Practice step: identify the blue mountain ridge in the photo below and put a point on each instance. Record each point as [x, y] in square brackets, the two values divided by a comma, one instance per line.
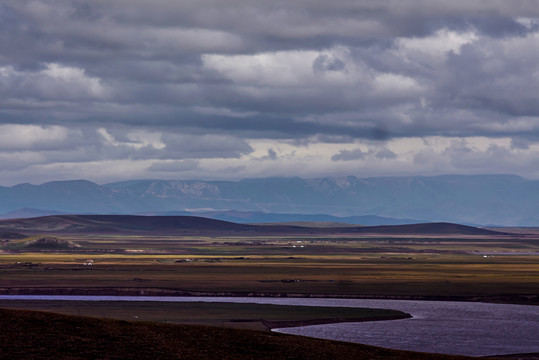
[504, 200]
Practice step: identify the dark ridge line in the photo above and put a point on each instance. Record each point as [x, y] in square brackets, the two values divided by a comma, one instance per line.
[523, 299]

--

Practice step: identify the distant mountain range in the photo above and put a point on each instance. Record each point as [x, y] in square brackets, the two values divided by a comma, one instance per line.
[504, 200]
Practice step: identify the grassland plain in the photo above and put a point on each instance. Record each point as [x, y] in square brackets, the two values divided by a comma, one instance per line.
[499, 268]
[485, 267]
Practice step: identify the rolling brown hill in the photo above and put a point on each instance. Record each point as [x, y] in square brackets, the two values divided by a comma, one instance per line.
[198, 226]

What this task involves: Pick out every line in the material above that contains the string "hill", treating uppercase and lowercase letters as different.

Answer to the problem:
Practice step: identify the rolling brown hill in the photo above and put a point on each instance. Record each point as [x, y] in square brackets, the two values divided by a comma, one instance per line.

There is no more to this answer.